* **Aim of the exercise**
The expected output is an exact restatement of all the records.

* **Working data**
○ ○ ○

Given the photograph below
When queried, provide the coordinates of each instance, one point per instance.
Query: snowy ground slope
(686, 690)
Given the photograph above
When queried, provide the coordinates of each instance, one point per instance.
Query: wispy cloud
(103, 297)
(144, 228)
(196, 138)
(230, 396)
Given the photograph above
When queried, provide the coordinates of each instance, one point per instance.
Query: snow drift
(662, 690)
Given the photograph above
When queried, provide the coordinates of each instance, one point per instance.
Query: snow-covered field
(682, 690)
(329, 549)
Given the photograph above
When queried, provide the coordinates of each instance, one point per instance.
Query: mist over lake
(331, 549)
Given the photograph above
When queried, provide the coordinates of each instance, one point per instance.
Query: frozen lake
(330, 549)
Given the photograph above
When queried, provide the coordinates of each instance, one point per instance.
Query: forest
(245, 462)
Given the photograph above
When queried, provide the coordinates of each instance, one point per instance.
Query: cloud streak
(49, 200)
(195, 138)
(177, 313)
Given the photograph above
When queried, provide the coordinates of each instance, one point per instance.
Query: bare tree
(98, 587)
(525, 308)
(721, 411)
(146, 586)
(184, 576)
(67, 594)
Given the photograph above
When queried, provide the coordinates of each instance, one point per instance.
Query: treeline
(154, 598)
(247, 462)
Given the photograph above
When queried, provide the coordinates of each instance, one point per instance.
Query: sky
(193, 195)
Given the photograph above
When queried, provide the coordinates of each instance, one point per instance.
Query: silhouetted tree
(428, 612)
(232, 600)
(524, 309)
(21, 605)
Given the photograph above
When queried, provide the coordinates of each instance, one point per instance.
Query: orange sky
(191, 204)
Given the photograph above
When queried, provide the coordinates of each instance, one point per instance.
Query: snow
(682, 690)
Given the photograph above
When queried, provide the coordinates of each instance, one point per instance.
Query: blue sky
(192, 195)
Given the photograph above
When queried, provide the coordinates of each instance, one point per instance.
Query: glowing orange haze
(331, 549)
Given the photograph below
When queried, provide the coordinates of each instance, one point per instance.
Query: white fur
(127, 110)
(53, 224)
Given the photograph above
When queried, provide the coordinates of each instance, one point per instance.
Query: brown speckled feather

○ ○ ○

* **Exercise result**
Given the photograph below
When queried, provide the coordinates of each instance, one point per instance.
Query: snowy ground slope
(686, 690)
Given the photograph above
When queried, provide the coordinates of each instance, one point per instance.
Query: wispy cloud
(103, 297)
(144, 228)
(196, 138)
(230, 396)
Given the photograph above
When queried, provide the coordinates of each instance, one point per instance.
Query: snow drift
(662, 690)
Given the photograph above
When queried, provide the coordinates of each instance, one point per instance.
Query: snow-covered field
(682, 690)
(329, 549)
Given the photograph above
When queried, provide the coordinates of each instance, one point per instance.
Query: mist over lake
(331, 549)
Given the photograph above
When queried, provide the coordinates of each instance, one point per instance.
Query: frozen lake
(330, 549)
Given the photograph above
When queried, provide the coordinates of each instance, one point per instance.
Query: forest
(245, 462)
Given the photograph above
When queried, provide the coordinates of each instance, one point per instance.
Query: cloud streak
(49, 200)
(195, 138)
(177, 313)
Given the photograph above
When queried, provide the coordinates of each instance, one point per instance.
Query: bare tree
(98, 587)
(525, 308)
(721, 411)
(146, 586)
(184, 576)
(67, 594)
Given the photograph above
When queried, provide the coordinates of each instance, one point per instance.
Query: treeline
(154, 598)
(247, 462)
Given the photograph above
When queried, provide the coordinates of each instance, one point per instance.
Query: sky
(193, 195)
Given the photograph above
When queried, provide the coordinates of each instance, one point per instance.
Query: silhouetted tree
(428, 612)
(232, 600)
(524, 309)
(21, 605)
Given the photograph above
When queried, provide the coordinates of each instance, one point per instance.
Query: orange sky
(191, 204)
Given the photograph above
When queried, provide the coordinates of each instance, one point per instance.
Query: snow
(682, 690)
Given the photograph above
When queried, provide the coordinates of each instance, one point per instance.
Query: blue sky
(192, 195)
Given the photograph above
When queried, provide the coordinates of each instance, one point per instance.
Query: glowing orange haze
(331, 549)
Given the photograph below
When queried, provide the coordinates of each instance, one point per instance.
Query: white fur
(127, 110)
(53, 224)
Given the photograph above
When queried, provide the coordinates of each instance, one point per instance.
Query: brown speckled feather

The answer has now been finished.